--- DIRECTIONS FOR THIS TASK ---
Rescale the entries from the line containing "[indicate] the magenta" through the end of the entries, both included, and reproduce every line, requests included. Multiply each coordinate in the answers by 1.8 and round to whole numbers, rounding halves up.

[Dataset rows]
## START
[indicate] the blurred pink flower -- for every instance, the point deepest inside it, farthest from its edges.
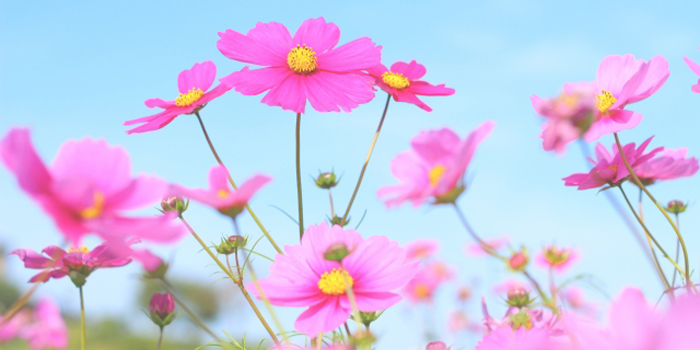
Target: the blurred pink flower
(422, 249)
(374, 268)
(402, 82)
(667, 165)
(306, 67)
(435, 166)
(48, 330)
(61, 263)
(609, 169)
(220, 195)
(193, 84)
(559, 259)
(88, 188)
(474, 249)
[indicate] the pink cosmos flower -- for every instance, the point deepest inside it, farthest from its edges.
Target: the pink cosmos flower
(193, 84)
(475, 249)
(667, 165)
(220, 195)
(88, 188)
(696, 69)
(60, 263)
(48, 330)
(621, 80)
(559, 259)
(434, 167)
(422, 249)
(306, 67)
(402, 82)
(609, 169)
(302, 277)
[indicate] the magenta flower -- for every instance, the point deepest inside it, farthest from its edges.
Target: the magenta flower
(559, 259)
(621, 80)
(435, 166)
(88, 188)
(306, 67)
(193, 84)
(58, 263)
(402, 82)
(219, 195)
(374, 268)
(48, 330)
(667, 165)
(609, 169)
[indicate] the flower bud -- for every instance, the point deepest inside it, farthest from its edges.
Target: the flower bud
(676, 207)
(161, 308)
(336, 252)
(174, 203)
(326, 180)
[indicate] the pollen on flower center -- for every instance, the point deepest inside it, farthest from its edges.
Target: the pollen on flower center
(435, 174)
(333, 283)
(95, 209)
(395, 80)
(192, 96)
(302, 59)
(604, 101)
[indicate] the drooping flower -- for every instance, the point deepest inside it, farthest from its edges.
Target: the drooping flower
(220, 195)
(609, 169)
(193, 84)
(667, 165)
(559, 259)
(435, 166)
(374, 268)
(48, 329)
(80, 261)
(306, 67)
(88, 188)
(403, 83)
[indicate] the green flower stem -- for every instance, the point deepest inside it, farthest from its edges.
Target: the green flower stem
(364, 166)
(233, 184)
(660, 207)
(233, 278)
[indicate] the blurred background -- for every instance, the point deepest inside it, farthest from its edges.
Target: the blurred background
(82, 70)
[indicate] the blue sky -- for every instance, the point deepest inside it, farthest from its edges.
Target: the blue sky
(68, 72)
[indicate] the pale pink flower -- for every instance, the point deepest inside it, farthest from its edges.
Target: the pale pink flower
(667, 165)
(88, 188)
(48, 330)
(609, 169)
(306, 67)
(402, 82)
(374, 268)
(422, 249)
(193, 84)
(475, 249)
(435, 166)
(559, 259)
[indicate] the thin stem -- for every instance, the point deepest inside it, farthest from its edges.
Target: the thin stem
(364, 166)
(298, 161)
(82, 320)
(233, 278)
(233, 184)
(661, 208)
(641, 222)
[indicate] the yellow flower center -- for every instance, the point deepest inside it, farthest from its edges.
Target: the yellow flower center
(192, 96)
(95, 209)
(436, 174)
(604, 101)
(395, 80)
(333, 283)
(82, 249)
(302, 59)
## END
--- EXPECTED ANSWER ---
[indicate] the magenta flower -- for every instance, the point deepest inside it, farthest from its edges.
Target: the magenta flower
(1006, 466)
(1118, 144)
(783, 299)
(158, 338)
(551, 121)
(347, 151)
(104, 473)
(724, 148)
(394, 351)
(673, 482)
(86, 594)
(1201, 297)
(1096, 304)
[indicate] the flower bud -- for every instance, the point deepest inside it, farthest from its edges.
Target: the flower bud
(1217, 373)
(290, 554)
(605, 454)
(313, 365)
(587, 324)
[indicate] the pollen on flower center -- for every instance, the point deepest inside it, farthest from its edges.
Target: the pollen on flower center
(783, 313)
(599, 509)
(171, 376)
(711, 144)
(346, 173)
(544, 106)
(1087, 182)
[indicate] the drooping flower -- for every instance, the point deepest inside it, farthest from its edges.
Target: the drooping flower
(396, 351)
(1096, 304)
(347, 151)
(1201, 297)
(1006, 466)
(783, 299)
(673, 482)
(86, 592)
(144, 470)
(551, 121)
(158, 338)
(725, 149)
[indicate] the green flower stem -- for every instance, the point deepest inside it, farthest from its edges.
Target: the green flower stem
(655, 299)
(419, 331)
(1188, 373)
(419, 500)
[indicate] the blurred background -- for every instance, the point deepest inside it, farthest from its edges.
Target: the blurred background
(148, 126)
[indicate] the blue sky -- for every instance, the point deepest inside it, farthest from its edges.
Target: the blue sky
(122, 130)
[indicate] the pale pink flower -- for every instance, the point deepest inside it, farthest from its edges.
Target: the pale pink flower
(1201, 297)
(158, 338)
(86, 594)
(1096, 304)
(551, 121)
(724, 148)
(673, 482)
(760, 448)
(347, 151)
(855, 448)
(783, 299)
(1006, 466)
[indicate] the thin stem -- for every instance, the point deepest inside it, farthest from its edges.
Target: the thin stem
(655, 299)
(536, 290)
(148, 576)
(419, 500)
(419, 331)
(1190, 374)
(1154, 400)
[indicate] the yellow flower center -- for every instance, the point deepest inside it, farthest from its edges.
Target: the yellow flower center
(346, 173)
(171, 376)
(785, 313)
(1087, 182)
(711, 144)
(599, 509)
(148, 448)
(544, 106)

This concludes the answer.